WRITTEN TASK 1.
Answer these questions about the essay on Nixon-era officials and the wars in Iraq and Afghanistan:
(a) Which three men does the essay name as Nixon era hold-overs?
(b) What did Augustus learn from the experience of Julius?
(c) Who is credited with the words "those who can make you believe absurdities can make you commit atrocities"?

[Start DOCUMENT EXCERPT]

There are no do-overs in life, goes the old adage.
But even old adages have their caveats. For some, apparently, there are do-overs in life.
Consider the group of Nixon era hold-overs who currently hold many of the reins of US power, such as: Donald Rumsfeld, Richard Cheney and Henry Kissinger, to name a few. For these people the current wars in Iraq and Afghanistan provide a do-over of the Vietnam War.
To their credit, these men admit mistakes were made in the late 60s and early 70s. To their detriment, in my view, the mistake they admit is a lack of executive resolve. For these men, the mistake was not the decision to go to war in the first place, always a hazardous endeavor, but the decision to listen to the will of the populace and leave.
Alas for these men, but fortunately for us, the remains of representative government are still in place, even if only in slightly better shape than was the case in Rome when Augustus became Emperor. For those unfamiliar with that period in Roman history, Augustus learned from the experience of his grand-uncle and adopted father, Julius that he needed to maintain the outward form of government the people wished, i.e. the Republic, even if the true power resided in his person. The nasty eventual effects of this policy of government by gross deception can be seen in a review of the reigns of the later Tiberius, Caligula, Claudius and Nero.
Returning our attention to the present moment, what can a group of men do who believe the problem lies with a reluctant population? One possible solution: lie.
Enter Henry Kissinger, stage left, repeating a favorites maxim: It is not a matter of what is true that counts, but a matter of what is perceived to be true.
Thus, if you wish people to agree with your policies, you must make them believe things which beg those policies, and those in positions of power have the ability to, in the words of Noam Chomsky, manufacture consent. The temptations of power, and credibility recall the wise words of Voltaire, those who can make you believe absurdities can make you commit atrocities.
Thus the torturing of statistics becomes as legal and desirable as waterboarding, at least to those not on the receiving end.

[End DOCUMENT EXCERPT]

WRITTEN TASK 2.
Lay out the lines of the records from the line with "Please trace the outline of every instance of the sky." to the line with "M 240 88 L 258", both included, as a JSON list of strings with one string per line and blank lines left out.

[Start DATASET ROWS]

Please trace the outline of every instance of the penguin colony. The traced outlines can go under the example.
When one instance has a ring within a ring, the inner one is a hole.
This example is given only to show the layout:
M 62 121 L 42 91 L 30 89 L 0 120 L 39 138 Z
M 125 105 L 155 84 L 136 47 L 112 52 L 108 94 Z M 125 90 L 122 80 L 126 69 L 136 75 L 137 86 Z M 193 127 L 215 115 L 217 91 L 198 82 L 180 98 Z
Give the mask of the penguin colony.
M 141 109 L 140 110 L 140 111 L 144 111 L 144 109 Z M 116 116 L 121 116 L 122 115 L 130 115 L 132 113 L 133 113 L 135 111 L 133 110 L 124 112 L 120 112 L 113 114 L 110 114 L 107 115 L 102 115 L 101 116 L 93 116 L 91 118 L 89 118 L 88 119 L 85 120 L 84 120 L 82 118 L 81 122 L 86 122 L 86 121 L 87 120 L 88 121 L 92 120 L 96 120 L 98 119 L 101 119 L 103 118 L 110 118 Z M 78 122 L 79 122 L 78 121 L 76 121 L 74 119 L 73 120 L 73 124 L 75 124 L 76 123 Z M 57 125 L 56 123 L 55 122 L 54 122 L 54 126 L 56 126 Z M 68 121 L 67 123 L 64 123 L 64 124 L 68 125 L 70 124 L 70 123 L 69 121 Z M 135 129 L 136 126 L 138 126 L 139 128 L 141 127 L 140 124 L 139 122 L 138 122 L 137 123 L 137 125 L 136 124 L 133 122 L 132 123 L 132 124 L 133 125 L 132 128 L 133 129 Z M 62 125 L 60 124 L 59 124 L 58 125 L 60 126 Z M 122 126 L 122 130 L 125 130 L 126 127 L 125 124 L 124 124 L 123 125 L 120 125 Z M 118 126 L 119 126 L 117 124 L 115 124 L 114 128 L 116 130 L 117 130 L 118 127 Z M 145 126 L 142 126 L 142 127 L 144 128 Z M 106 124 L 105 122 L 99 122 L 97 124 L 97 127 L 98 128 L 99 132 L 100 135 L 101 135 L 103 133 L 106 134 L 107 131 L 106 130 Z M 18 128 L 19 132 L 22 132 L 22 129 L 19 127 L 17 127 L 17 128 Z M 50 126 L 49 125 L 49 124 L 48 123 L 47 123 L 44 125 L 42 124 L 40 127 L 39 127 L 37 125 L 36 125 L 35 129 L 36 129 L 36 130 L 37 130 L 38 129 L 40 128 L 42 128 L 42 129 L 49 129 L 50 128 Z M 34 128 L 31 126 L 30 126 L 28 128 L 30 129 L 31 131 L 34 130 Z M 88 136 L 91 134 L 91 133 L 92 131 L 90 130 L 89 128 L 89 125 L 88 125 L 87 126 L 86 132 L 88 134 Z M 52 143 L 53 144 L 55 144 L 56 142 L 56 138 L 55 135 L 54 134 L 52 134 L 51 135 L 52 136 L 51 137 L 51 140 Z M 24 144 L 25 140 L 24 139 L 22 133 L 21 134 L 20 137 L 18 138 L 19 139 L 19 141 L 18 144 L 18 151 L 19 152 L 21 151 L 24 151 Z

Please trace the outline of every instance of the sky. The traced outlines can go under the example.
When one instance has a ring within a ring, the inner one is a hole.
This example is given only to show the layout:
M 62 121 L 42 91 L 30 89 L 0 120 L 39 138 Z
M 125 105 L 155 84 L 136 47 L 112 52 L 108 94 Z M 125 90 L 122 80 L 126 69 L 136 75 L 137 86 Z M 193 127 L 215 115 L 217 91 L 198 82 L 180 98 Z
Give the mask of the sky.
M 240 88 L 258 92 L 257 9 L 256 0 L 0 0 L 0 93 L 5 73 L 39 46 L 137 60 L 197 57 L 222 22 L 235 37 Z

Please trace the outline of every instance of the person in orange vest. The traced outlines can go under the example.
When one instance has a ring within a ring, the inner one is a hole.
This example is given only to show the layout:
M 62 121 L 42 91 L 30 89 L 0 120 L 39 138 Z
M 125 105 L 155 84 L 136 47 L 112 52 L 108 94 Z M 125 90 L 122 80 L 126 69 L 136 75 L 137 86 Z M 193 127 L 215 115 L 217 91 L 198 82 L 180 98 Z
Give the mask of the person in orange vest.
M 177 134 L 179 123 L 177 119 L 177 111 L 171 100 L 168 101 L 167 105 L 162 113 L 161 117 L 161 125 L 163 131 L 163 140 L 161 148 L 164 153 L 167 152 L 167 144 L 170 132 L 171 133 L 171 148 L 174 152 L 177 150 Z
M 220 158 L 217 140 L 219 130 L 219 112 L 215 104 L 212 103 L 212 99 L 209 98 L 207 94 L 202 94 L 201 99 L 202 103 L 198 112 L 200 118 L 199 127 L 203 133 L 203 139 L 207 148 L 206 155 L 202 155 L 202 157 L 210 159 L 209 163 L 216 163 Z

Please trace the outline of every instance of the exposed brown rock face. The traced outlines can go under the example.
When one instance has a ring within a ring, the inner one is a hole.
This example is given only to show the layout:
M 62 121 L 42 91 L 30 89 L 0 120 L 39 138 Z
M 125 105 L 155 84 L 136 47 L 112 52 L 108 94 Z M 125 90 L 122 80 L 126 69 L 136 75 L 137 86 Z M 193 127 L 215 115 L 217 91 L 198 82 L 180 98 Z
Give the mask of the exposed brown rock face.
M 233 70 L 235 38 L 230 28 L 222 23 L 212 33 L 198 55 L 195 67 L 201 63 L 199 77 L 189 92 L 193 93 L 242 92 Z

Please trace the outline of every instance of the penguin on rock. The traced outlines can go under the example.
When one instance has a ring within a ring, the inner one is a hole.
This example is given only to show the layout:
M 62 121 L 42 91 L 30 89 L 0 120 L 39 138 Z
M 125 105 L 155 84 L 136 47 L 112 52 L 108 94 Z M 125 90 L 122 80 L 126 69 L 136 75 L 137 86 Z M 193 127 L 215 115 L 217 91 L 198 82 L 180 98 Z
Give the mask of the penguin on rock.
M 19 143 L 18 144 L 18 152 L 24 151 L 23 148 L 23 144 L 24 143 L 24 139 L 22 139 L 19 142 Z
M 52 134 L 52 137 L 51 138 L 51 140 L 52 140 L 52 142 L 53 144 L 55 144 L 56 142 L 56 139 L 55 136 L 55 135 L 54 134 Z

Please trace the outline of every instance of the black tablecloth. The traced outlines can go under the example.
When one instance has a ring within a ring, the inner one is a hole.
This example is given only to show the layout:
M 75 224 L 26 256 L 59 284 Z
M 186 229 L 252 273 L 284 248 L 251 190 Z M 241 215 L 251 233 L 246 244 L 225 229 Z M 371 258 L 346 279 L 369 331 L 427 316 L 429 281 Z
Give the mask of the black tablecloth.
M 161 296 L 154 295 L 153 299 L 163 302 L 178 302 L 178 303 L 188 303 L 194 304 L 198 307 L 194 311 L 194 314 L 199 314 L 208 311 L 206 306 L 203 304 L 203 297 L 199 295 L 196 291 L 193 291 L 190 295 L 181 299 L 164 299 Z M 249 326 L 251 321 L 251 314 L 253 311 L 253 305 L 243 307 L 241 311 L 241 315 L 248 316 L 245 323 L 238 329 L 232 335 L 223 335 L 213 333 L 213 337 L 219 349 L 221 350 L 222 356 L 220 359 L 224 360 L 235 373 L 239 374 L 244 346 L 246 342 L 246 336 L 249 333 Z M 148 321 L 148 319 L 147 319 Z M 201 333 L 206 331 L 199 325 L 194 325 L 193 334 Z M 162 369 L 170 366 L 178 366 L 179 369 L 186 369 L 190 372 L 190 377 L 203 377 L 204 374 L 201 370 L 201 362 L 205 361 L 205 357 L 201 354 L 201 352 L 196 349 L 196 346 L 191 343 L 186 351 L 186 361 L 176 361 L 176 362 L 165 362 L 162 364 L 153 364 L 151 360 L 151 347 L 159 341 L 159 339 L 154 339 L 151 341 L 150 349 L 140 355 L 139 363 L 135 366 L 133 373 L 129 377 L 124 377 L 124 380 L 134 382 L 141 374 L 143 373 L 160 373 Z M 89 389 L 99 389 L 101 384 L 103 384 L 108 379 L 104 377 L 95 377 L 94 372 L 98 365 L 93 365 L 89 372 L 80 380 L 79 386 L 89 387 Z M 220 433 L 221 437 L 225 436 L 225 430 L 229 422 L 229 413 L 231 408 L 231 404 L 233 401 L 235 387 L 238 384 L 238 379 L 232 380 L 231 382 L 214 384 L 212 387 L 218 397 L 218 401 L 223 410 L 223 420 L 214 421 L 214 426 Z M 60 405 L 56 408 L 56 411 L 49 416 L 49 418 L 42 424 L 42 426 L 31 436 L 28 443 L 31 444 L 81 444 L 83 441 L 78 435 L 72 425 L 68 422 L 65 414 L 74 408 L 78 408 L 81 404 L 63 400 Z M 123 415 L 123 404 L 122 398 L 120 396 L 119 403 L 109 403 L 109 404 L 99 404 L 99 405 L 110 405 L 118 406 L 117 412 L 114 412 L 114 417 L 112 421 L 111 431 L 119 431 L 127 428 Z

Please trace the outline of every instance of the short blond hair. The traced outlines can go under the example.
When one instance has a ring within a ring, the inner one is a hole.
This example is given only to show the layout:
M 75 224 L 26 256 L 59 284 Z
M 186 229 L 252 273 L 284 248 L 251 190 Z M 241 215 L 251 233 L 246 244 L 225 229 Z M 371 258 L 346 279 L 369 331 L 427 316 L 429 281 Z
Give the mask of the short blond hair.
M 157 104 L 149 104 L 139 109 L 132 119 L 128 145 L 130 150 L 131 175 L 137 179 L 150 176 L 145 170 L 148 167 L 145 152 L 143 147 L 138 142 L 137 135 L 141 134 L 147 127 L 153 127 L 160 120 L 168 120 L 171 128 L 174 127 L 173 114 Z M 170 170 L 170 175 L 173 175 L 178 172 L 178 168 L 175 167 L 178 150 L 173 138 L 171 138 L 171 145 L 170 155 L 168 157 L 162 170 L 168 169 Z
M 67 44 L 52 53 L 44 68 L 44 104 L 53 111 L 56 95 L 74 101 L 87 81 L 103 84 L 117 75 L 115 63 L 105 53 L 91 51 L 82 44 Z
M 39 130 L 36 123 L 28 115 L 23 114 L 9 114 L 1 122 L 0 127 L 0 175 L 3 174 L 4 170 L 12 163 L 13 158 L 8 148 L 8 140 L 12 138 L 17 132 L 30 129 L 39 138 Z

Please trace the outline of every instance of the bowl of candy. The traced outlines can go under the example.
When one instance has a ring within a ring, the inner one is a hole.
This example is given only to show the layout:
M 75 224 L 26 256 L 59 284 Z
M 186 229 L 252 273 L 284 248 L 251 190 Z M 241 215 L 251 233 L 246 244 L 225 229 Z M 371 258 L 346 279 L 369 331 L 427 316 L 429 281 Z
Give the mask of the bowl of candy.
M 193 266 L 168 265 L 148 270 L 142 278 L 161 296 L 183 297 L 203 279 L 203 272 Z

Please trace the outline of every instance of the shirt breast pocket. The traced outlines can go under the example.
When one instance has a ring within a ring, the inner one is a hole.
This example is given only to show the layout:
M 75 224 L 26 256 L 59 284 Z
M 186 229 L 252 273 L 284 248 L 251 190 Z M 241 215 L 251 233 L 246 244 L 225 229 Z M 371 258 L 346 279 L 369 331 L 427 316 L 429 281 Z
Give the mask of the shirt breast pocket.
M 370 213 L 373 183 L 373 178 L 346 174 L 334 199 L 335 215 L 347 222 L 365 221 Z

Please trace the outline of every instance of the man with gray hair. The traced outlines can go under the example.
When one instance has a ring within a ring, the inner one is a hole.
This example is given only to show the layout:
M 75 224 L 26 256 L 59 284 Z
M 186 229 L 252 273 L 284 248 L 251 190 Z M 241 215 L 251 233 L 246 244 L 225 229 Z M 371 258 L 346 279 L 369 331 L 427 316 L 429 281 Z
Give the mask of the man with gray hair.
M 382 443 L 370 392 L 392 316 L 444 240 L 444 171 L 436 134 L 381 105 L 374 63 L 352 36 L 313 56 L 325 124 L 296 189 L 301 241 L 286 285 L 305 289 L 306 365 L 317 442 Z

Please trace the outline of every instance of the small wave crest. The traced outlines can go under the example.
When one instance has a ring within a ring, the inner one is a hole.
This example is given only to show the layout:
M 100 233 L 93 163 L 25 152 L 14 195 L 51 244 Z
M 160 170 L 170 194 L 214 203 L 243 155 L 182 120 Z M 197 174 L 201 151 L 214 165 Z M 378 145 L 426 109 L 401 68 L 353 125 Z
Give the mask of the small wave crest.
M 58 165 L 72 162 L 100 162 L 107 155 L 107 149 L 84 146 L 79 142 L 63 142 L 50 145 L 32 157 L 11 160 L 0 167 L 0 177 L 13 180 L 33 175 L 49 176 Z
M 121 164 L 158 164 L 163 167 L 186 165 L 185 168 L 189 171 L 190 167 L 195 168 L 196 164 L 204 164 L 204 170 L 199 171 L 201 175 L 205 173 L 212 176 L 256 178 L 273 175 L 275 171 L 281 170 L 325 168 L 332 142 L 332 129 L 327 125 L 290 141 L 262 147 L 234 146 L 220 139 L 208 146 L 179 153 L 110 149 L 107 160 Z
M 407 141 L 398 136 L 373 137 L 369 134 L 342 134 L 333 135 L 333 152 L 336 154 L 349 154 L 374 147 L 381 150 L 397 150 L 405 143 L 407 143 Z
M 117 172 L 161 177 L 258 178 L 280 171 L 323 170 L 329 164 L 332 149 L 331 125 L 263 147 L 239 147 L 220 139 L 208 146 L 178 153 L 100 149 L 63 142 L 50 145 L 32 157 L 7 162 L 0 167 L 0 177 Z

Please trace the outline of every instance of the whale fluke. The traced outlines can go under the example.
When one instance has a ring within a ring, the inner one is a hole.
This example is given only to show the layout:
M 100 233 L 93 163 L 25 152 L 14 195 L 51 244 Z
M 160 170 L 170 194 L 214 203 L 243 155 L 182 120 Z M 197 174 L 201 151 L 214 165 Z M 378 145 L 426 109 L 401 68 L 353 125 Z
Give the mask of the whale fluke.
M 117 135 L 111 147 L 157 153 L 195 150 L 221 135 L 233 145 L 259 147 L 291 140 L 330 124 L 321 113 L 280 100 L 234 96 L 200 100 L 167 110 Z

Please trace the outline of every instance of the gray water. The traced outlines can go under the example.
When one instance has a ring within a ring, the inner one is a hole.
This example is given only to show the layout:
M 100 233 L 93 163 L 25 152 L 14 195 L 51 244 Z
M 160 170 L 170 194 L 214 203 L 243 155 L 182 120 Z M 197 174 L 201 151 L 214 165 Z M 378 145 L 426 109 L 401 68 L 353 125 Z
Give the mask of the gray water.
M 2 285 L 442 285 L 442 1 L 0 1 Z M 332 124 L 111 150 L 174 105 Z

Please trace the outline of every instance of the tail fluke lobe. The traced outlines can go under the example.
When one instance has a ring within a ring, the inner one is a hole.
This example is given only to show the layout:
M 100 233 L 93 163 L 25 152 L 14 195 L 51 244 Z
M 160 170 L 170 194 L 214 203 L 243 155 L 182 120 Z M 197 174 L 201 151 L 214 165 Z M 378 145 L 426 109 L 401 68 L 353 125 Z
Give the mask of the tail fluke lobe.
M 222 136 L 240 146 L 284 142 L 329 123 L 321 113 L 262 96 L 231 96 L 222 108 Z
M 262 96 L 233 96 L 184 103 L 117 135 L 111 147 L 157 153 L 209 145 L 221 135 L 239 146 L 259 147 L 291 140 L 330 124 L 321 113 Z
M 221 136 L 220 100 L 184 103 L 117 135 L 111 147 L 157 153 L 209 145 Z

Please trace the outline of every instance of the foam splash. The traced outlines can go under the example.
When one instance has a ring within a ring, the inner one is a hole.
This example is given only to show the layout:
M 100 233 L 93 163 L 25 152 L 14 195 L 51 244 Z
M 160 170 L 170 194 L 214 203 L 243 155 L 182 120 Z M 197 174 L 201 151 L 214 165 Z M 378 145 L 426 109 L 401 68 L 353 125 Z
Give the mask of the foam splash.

[End DATASET ROWS]

SOLUTION 1.
(a) Donald Rumsfeld, Richard Cheney and Henry Kissinger.
(b) That he needed to maintain the outward form of government the people wished, the Republic, even if the true power resided in his person.
(c) Voltaire.

SOLUTION 2.
[
  "Please trace the outline of every instance of the sky. The traced outlines can go under the example.",
  "When one instance has a ring within a ring, the inner one is a hole.",
  "This example is given only to show the layout:",
  "M 62 121 L 42 91 L 30 89 L 0 120 L 39 138 Z",
  "M 125 105 L 155 84 L 136 47 L 112 52 L 108 94 Z M 125 90 L 122 80 L 126 69 L 136 75 L 137 86 Z M 193 127 L 215 115 L 217 91 L 198 82 L 180 98 Z",
  "Give the mask of the sky.",
  "M 240 88 L 258 92 L 257 9 L 256 0 L 0 0 L 0 93 L 5 73 L 39 46 L 137 60 L 197 57 L 222 22 L 235 37 Z"
]